───── Study material

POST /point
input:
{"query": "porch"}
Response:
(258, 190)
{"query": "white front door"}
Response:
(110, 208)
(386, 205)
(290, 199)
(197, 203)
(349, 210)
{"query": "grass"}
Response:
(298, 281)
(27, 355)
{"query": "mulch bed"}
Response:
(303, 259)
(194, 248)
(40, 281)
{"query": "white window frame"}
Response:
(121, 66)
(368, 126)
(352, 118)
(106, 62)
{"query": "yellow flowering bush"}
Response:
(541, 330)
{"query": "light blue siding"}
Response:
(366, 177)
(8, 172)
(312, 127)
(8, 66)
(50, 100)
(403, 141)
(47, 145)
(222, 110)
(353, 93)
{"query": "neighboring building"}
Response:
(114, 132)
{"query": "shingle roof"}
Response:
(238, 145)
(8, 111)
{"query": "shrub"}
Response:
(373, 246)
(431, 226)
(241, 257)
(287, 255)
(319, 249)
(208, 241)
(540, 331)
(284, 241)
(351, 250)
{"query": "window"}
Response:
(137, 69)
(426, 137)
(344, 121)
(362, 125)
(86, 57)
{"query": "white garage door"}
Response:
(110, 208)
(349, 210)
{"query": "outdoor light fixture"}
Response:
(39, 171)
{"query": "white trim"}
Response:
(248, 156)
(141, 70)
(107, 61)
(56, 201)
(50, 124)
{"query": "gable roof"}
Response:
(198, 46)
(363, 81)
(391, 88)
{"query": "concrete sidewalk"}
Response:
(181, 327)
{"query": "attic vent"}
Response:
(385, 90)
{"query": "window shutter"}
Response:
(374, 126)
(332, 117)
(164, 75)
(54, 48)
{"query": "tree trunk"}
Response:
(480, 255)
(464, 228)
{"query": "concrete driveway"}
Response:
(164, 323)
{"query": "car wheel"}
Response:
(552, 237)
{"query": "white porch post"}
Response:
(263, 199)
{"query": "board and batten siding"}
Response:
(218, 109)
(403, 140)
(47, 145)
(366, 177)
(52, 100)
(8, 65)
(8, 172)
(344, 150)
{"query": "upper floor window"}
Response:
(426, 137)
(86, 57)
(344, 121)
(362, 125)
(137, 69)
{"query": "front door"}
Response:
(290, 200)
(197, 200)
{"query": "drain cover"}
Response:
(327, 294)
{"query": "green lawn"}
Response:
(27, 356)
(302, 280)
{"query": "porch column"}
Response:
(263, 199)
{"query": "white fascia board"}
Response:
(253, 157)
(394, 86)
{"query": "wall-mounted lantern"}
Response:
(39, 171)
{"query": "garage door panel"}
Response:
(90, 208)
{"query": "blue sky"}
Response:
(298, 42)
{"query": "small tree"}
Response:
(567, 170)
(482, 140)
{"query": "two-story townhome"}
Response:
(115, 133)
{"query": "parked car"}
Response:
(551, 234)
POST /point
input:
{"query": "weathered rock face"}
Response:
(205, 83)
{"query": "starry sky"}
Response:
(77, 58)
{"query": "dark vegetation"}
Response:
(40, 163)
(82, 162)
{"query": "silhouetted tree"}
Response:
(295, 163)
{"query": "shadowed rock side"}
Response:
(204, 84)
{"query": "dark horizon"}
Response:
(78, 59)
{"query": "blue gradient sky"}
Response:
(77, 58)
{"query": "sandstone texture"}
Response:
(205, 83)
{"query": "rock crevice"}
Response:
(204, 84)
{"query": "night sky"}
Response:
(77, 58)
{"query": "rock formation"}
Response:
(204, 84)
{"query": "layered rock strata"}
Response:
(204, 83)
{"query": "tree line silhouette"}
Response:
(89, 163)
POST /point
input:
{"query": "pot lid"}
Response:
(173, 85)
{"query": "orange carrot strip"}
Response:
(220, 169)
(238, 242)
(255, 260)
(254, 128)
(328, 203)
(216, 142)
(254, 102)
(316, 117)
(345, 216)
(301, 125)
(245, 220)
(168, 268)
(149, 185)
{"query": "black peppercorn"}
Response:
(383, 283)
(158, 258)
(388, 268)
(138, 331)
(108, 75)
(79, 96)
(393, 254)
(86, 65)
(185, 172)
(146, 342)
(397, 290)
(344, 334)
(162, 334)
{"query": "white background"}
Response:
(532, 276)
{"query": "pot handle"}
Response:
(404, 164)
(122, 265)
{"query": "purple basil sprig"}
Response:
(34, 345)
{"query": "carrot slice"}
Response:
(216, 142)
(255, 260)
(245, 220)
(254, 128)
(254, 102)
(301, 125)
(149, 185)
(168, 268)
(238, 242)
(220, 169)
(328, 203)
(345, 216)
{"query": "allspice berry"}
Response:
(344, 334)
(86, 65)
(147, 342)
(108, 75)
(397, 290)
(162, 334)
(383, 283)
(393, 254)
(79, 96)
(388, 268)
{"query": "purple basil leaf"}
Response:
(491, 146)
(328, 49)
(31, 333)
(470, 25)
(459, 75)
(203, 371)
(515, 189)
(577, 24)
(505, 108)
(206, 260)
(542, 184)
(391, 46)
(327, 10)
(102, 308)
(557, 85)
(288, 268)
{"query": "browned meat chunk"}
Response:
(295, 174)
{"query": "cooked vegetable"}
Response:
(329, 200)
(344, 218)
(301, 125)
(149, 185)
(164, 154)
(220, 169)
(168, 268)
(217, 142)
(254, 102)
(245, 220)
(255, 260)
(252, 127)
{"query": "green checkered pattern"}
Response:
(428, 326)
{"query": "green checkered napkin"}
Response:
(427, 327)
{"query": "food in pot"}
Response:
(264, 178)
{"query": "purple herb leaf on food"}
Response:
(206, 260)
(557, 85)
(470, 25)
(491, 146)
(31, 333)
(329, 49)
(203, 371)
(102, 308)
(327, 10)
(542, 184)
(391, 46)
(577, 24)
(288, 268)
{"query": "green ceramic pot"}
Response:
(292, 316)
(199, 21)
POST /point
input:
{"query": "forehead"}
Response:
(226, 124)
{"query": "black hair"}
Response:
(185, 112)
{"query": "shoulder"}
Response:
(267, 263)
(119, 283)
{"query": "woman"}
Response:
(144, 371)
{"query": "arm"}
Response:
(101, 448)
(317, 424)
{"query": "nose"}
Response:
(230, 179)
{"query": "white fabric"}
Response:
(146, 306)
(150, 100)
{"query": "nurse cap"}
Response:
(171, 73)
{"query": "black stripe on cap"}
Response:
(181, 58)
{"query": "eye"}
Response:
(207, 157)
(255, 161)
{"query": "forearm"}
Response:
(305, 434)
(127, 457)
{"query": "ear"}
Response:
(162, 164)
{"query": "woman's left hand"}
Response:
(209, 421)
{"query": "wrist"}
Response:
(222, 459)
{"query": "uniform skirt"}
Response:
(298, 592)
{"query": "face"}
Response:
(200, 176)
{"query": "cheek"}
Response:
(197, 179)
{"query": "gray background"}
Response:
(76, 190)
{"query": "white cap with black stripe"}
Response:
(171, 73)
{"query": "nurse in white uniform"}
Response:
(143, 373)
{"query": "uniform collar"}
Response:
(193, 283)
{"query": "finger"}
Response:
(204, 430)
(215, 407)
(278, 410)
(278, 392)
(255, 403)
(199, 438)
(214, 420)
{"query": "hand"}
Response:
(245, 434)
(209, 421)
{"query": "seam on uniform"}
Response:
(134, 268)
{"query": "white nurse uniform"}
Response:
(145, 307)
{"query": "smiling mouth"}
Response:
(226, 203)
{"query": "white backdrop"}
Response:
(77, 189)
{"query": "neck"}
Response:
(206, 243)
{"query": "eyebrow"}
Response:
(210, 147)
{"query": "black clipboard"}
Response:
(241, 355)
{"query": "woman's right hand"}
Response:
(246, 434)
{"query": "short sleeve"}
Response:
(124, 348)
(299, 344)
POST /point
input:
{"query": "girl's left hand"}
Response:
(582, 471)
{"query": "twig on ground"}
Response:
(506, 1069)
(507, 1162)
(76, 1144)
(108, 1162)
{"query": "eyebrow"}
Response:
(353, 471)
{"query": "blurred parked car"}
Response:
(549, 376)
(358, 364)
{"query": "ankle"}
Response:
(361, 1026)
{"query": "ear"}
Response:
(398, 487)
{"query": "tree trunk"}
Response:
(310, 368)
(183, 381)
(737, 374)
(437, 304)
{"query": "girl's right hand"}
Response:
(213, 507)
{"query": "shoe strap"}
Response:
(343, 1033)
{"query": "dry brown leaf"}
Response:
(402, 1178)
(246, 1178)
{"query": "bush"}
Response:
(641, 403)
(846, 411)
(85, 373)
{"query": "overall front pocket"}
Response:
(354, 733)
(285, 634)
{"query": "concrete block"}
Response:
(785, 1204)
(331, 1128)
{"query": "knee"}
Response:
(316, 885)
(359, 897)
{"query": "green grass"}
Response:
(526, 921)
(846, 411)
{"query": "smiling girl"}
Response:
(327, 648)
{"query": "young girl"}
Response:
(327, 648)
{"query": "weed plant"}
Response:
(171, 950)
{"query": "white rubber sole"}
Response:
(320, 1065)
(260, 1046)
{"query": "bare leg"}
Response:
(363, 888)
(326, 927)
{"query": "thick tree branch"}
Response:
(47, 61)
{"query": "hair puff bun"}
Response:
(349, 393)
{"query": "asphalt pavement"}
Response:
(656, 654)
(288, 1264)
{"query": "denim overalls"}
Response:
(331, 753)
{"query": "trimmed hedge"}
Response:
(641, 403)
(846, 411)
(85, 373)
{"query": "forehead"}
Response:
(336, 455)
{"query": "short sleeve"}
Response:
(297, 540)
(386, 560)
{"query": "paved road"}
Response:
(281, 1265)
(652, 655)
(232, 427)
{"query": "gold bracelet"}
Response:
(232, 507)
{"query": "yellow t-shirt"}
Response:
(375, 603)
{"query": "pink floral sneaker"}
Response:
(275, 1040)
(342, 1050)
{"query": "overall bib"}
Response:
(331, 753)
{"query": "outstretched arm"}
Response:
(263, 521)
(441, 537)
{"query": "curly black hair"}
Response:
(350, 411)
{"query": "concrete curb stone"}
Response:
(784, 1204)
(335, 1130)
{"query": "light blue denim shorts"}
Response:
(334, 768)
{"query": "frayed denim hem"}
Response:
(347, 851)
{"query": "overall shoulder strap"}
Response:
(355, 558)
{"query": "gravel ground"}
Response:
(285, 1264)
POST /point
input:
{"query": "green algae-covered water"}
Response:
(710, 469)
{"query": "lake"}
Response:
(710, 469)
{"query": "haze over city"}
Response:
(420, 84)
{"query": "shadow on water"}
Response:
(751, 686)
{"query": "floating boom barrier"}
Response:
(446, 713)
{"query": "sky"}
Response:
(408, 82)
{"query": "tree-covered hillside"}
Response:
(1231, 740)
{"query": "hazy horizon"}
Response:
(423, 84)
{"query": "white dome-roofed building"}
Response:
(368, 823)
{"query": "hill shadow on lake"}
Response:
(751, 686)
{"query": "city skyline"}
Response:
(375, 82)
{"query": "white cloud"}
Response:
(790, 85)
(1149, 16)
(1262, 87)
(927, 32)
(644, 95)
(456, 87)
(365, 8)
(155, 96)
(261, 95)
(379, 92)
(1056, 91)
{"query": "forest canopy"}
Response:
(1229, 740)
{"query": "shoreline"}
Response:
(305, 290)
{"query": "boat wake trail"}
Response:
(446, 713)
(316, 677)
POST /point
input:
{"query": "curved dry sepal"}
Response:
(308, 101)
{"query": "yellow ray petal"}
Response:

──────────

» **Activity**: Please work out how many lines in the data include "siding"; write that number only.

» **Written answer**: 2